TEXTO FORNECIDO:
--------

Para além da consecução destes objectivos, mais ou
menos imediatos, a criação dos municípios permitiu que outros objectivos
de fundo se atingissem, como o desenvolvimento económico e social de todo país,
no seu conjunto, e a consolidação e defesa das fronteiras, perante as ameaças
externas. Naturalmente, a criação de uma importante rede de municípios, numa
fase inicial, revelou-se o instrumento mais adequado para organizar e gerir a
população dos espaços rurais e dos centros urbanos, e ainda para arrecadar uma
boa parte dos proventos necessários ao funcionamento do governo central. A sua
distribuição, de norte a sul, por todo o território, com os respectivos centros
urbanos, a sua ligação por uma rede viária sumariamente correspondente às
necessidades da época, acompanhada pela realização de feiras periódicas,
cada vez em maior número, proporcionou a crescente animação da economia, a
produção de excedentes, a multiplicação das trocas e a circulação de pessoas e
bens através do território, ao mesmo tempo que despertava e favorecia o
desenvolvimento dessa consciência da unidade na diversidade, que se tornou a
base do sentimento nacional.
3. Corregedores
e vereadores.
Após a morte de D. Dinis, a dinâmica que até aí presidiu à
história dos concelhos, começou a abrandar. Diminui consideravelmente a criação
de novos municípios através da outorga de forais. Essa diminuição deve-se, por
um lado, ao facto de a rede de municípios já cobrir satisfatoriamente a maior
parte do território. Por outro lado, à falta de estímulo, resultante da pressão
do centralismo régio, traduzido não só numa legislação que se aplicava do mesmo
modo em todo o lado, sem levar em conta a história das várias comunidades e as
suas especificidades, mas também na crescente intromissão dos funcionários
régios, especialmente dos juízes de fora e de corregedores,
nomeados pelo governo central, nos assuntos locais. A missão inicialmente
atribuída a estes era a de tornar mais eficiente a justiça e a administração, corrigindo os erros, suprindo a
ineficácia dos juízes locais, remediando a inépcia dos membros dos órgãos
concelhios e dos funcionários municipais, mas os povos acabarão por ter razões
para se queixarem das suas prepotências e das suas exorbitâncias.
A nomeação pelo corregedor de “vedores”, pouco depois
designados como “vereadores”, que se reuniam, em lugar de acesso vedado ao
público, para decidirem acerca do que lhes parecesse mais adequado ao governo
dos concelhos, como determinava a lei que veio a ser integrada na versão de
1349 do Regimento dos Corregedores[3],
não era compatível com o espírito inicial dos municípios.

--------

ENUNCIADO: Imprima sem qualquer alteração o trecho do texto sobre os municípios que vai de "A nomeação pelo" até "inicial dos municípios.".

--------

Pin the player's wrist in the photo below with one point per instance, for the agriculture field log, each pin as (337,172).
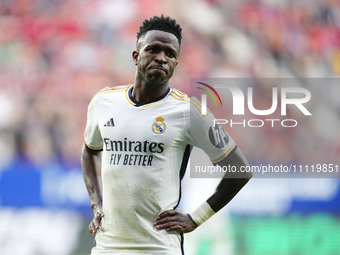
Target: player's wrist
(202,213)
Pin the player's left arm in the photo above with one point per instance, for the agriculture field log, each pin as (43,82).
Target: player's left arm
(229,186)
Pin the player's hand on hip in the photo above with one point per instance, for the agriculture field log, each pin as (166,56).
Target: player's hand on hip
(98,214)
(175,220)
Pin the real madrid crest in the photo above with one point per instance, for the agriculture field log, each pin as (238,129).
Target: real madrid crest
(159,126)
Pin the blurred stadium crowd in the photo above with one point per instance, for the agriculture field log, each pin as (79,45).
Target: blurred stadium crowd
(55,54)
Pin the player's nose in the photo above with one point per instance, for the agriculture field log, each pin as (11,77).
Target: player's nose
(161,57)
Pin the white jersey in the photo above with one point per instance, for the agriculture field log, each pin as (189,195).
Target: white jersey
(145,146)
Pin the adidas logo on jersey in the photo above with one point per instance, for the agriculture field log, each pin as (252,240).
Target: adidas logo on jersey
(110,123)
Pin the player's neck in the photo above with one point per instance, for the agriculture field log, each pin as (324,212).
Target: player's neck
(143,92)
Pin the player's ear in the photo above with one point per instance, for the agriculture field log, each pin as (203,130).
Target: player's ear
(135,55)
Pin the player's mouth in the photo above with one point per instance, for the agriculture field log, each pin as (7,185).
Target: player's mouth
(160,68)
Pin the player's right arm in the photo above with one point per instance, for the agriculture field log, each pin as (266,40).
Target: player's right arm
(91,163)
(91,167)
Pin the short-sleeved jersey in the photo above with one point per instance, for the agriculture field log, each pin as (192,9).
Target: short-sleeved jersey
(144,147)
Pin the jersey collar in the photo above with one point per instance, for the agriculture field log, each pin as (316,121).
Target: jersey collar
(138,104)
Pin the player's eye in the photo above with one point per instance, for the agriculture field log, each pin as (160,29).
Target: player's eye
(171,55)
(151,50)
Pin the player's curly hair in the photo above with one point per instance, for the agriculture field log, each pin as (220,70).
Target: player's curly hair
(162,23)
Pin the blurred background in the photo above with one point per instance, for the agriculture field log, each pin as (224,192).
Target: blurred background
(56,54)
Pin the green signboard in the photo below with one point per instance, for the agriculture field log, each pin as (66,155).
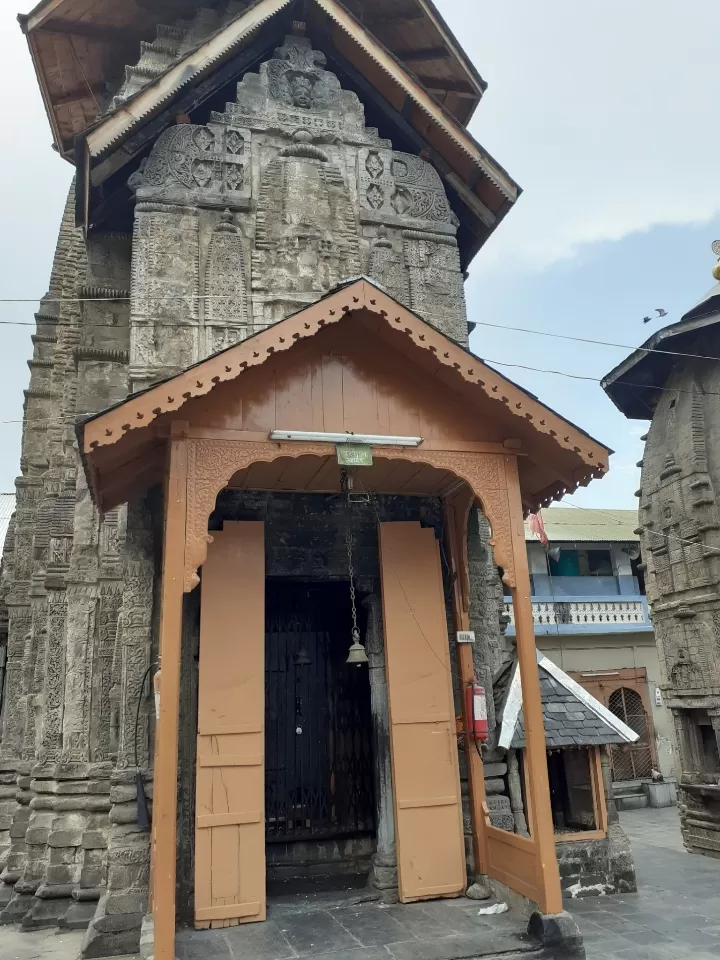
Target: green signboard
(354,455)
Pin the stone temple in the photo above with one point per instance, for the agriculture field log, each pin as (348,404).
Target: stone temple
(680,531)
(267,200)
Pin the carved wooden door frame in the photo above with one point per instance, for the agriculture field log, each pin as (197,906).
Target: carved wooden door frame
(198,469)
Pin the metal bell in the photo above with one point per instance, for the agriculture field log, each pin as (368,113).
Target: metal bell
(356,653)
(302,657)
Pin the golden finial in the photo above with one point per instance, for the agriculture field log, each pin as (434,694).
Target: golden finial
(716,268)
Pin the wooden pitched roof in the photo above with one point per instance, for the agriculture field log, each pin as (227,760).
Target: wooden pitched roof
(105,147)
(555,455)
(79,45)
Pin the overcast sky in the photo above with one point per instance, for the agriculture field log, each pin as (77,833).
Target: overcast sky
(605,111)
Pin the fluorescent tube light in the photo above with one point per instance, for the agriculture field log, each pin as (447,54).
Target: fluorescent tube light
(367,438)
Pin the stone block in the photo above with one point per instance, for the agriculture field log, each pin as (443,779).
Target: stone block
(557,932)
(93,876)
(121,903)
(45,913)
(78,916)
(660,794)
(65,838)
(494,770)
(94,840)
(633,802)
(38,835)
(494,786)
(118,923)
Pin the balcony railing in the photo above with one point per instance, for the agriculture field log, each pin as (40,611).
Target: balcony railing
(586,615)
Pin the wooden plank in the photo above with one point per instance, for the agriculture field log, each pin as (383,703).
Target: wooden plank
(549,895)
(227,819)
(230,760)
(230,796)
(166,756)
(243,910)
(428,809)
(457,511)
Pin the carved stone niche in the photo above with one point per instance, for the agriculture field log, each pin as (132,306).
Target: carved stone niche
(400,189)
(201,166)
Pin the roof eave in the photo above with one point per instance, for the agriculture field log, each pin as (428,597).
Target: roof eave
(634,383)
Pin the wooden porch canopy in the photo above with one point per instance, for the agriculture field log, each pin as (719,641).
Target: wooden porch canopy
(108,148)
(356,362)
(124,448)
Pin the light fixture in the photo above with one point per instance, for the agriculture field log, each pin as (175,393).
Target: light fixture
(370,439)
(357,655)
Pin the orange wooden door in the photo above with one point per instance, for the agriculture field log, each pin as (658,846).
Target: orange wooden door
(426,780)
(230,774)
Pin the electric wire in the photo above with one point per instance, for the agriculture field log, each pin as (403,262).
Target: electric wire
(196,298)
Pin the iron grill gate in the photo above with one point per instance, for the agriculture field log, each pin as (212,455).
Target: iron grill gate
(631,761)
(318,759)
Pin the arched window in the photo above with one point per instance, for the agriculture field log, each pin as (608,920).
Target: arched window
(627,705)
(631,761)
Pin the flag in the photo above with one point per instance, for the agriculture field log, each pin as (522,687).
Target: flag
(537,527)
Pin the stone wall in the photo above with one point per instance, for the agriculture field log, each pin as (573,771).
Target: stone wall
(591,868)
(680,532)
(237,223)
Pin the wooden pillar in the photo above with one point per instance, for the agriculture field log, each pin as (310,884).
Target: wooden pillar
(166,756)
(540,811)
(457,510)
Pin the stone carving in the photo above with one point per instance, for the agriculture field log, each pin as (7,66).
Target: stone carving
(203,165)
(402,187)
(225,283)
(436,284)
(387,266)
(680,534)
(296,78)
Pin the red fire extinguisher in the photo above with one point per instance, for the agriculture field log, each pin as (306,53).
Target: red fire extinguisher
(476,710)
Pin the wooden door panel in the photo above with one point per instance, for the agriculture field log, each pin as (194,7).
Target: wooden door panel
(426,782)
(230,774)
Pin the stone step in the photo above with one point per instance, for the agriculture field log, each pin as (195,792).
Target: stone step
(631,801)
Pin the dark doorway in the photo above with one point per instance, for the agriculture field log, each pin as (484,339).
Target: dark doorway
(318,752)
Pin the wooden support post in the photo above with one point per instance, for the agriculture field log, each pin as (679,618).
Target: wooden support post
(166,757)
(457,510)
(542,832)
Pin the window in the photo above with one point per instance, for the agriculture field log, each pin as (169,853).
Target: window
(631,761)
(582,563)
(577,795)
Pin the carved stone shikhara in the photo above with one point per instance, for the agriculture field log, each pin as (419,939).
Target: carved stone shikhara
(680,534)
(238,223)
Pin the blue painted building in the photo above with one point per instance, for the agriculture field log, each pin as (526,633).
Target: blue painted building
(591,619)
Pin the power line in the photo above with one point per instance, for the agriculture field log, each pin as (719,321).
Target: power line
(499,363)
(193,298)
(652,533)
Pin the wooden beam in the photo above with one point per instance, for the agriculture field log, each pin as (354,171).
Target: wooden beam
(440,85)
(75,28)
(77,96)
(538,787)
(402,16)
(473,202)
(457,510)
(166,757)
(421,55)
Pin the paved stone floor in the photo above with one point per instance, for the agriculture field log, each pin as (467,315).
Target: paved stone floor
(334,924)
(675,916)
(676,913)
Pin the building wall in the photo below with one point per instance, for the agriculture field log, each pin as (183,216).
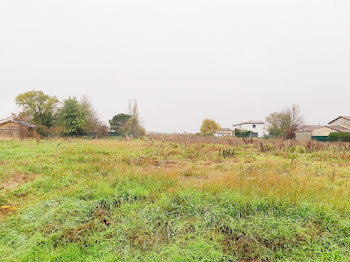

--------

RESOLUÇÃO ESCRITA:
A nomeação pelo corregedor de “vedores”, pouco depois
designados como “vereadores”, que se reuniam, em lugar de acesso vedado ao
público, para decidirem acerca do que lhes parecesse mais adequado ao governo
dos concelhos, como determinava a lei que veio a ser integrada na versão de
1349 do Regimento dos Corregedores[3],
não era compatível com o espírito inicial dos municípios.